• Stored records
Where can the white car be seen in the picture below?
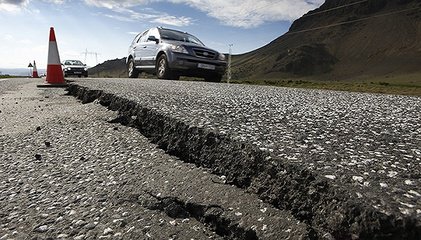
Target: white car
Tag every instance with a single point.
(74, 68)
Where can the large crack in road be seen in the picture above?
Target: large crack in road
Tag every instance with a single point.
(68, 172)
(189, 120)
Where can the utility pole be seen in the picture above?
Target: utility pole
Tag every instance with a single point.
(229, 63)
(91, 53)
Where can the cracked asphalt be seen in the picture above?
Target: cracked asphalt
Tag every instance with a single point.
(368, 144)
(68, 172)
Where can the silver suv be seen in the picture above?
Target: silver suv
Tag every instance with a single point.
(170, 54)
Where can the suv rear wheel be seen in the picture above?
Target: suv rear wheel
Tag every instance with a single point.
(213, 78)
(131, 69)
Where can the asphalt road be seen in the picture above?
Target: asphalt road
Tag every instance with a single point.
(68, 172)
(327, 164)
(366, 146)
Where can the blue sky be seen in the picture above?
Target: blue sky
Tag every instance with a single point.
(107, 27)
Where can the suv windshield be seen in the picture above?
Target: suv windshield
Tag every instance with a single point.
(179, 36)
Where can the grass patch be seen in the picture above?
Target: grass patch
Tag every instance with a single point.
(409, 84)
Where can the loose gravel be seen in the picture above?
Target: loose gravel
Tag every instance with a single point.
(67, 171)
(365, 146)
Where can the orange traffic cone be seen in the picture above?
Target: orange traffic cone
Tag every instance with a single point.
(54, 71)
(35, 71)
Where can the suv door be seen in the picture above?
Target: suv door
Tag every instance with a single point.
(138, 51)
(150, 48)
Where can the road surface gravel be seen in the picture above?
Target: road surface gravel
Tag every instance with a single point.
(68, 171)
(348, 163)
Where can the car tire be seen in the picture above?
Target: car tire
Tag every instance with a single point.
(213, 78)
(162, 69)
(131, 69)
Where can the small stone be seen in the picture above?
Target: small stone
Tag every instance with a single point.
(331, 177)
(108, 231)
(80, 223)
(90, 226)
(357, 179)
(409, 182)
(80, 237)
(41, 229)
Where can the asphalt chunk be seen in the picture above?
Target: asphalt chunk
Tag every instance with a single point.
(100, 183)
(338, 161)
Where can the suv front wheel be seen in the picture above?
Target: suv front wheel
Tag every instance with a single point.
(131, 69)
(162, 69)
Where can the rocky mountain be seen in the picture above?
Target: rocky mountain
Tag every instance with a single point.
(343, 39)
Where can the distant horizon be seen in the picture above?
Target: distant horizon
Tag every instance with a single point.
(94, 31)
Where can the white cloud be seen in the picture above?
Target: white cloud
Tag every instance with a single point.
(237, 13)
(173, 21)
(123, 12)
(251, 13)
(12, 6)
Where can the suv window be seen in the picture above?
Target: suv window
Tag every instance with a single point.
(154, 32)
(179, 36)
(144, 37)
(136, 39)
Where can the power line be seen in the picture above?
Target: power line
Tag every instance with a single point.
(352, 21)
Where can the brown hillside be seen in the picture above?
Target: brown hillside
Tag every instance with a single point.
(381, 37)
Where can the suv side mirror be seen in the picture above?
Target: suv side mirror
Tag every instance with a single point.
(153, 39)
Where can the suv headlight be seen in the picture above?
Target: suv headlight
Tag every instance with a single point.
(221, 57)
(179, 49)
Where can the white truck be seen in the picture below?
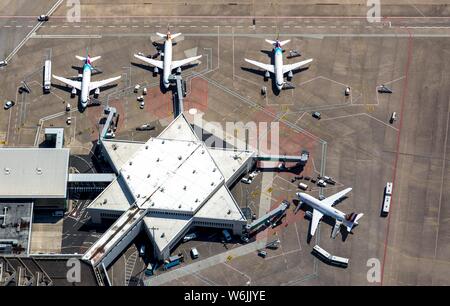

• Instructions to follow
Rewrite every line of the entries above as a numbered list, dropping blank lines and omitting the pictures.

• Task response
1. Where can the white car be seen in the picture below?
2. Target: white car
3. Tag every instance with a single point.
4. (74, 68)
5. Where can the large crack in road be seen in the picture above?
6. Target: large crack in road
7. Tag every instance with a single point.
8. (68, 172)
9. (189, 120)
10. Where can the utility pole be seen in the picture above?
11. Target: utility pole
12. Tag every instance with a single point.
13. (229, 63)
14. (91, 53)
15. Where can the cracked asphalt be seen in the picture above?
16. Target: cracked asphalt
17. Tag every instance with a single point.
18. (368, 144)
19. (68, 172)
20. Where can the silver suv be seen in the picture above?
21. Target: silver suv
22. Tag every instance with a single point.
23. (170, 54)
24. Where can the suv rear wheel be seen in the picture above?
25. Target: suv rear wheel
26. Tag every instance with a single point.
27. (213, 78)
28. (131, 69)
29. Where can the asphalt road be seen in the picture above?
30. Target: asphalt road
31. Tag every instance with a single point.
32. (68, 172)
33. (327, 164)
34. (366, 146)
35. Where can the blue sky be seen in the picture above?
36. Target: blue sky
37. Tag every instance with a single point.
38. (107, 27)
39. Where can the suv windshield be seen in the picture above?
40. Target: suv windshield
41. Tag every instance with a single point.
42. (179, 36)
43. Where can the grass patch be seen in the picture above?
44. Target: grass patch
45. Tag every instance with a single point.
46. (409, 84)
47. Where can the loose gravel be seen in the picture above?
48. Target: loose gravel
49. Tag every instance with a single point.
50. (67, 171)
51. (365, 146)
52. Where can the orange traffic cone be seen in the picture above?
53. Target: orange traffic cone
54. Tag every instance with a single point.
55. (54, 71)
56. (35, 71)
57. Where can the suv door be seen in the picture above?
58. Target: suv door
59. Tag every instance with a single point.
60. (138, 51)
61. (150, 48)
62. Where can the road surface gravel be seen in the picture above?
63. Target: road surface gravel
64. Tag every instance with a single point.
65. (68, 171)
66. (348, 163)
67. Where can the car tire be seen in the picture above?
68. Target: car tire
69. Tag every instance with a single point.
70. (213, 78)
71. (162, 69)
72. (131, 69)
73. Where can the small stone be seen in the picture above?
74. Target: small stone
75. Tag every instance with a single point.
76. (331, 177)
77. (108, 231)
78. (80, 223)
79. (90, 226)
80. (357, 179)
81. (409, 182)
82. (80, 237)
83. (41, 229)
84. Where can the asphalt chunk be seen in the picture above?
85. Target: asphalt chunk
86. Tag every instance with a single point.
87. (100, 183)
88. (338, 161)
89. Where can the suv front wheel be seen in the picture above?
90. Target: suv front wheel
91. Tag every instance with a single point.
92. (131, 69)
93. (162, 69)
94. Where can the rocky mountain be seen in the picture above?
95. Target: rocky mountain
96. Tag every instance with a single point.
97. (343, 39)
98. Where can the distant horizon be seen in the picture above?
99. Target: distant horizon
100. Tag every instance with a single point.
101. (94, 31)
102. Where can the white cloud be seen in the picture above?
103. Target: white cloud
104. Tag every instance with a single point.
105. (237, 13)
106. (173, 21)
107. (123, 12)
108. (251, 13)
109. (12, 6)
110. Where can the suv window be seen in the picture above?
111. Target: suv window
112. Tag every instance with a single point.
113. (154, 32)
114. (179, 36)
115. (144, 37)
116. (136, 39)
117. Where can the power line be seen in the picture above?
118. Target: power line
119. Tag every instance with a single point.
120. (352, 21)
121. Where can the brown hillside be seen in the picture above?
122. Target: brown hillside
123. Tag every instance with a single point.
124. (381, 37)
125. Where can the suv side mirror be seen in the picture above?
126. Target: suv side mirror
127. Tag every instance with a single point.
128. (153, 39)
129. Where can the suv headlight be seen in the picture above?
130. Target: suv headlight
131. Tag every instance with a single point.
132. (221, 57)
133. (179, 49)
134. Where can the white truck be seen in the picture below?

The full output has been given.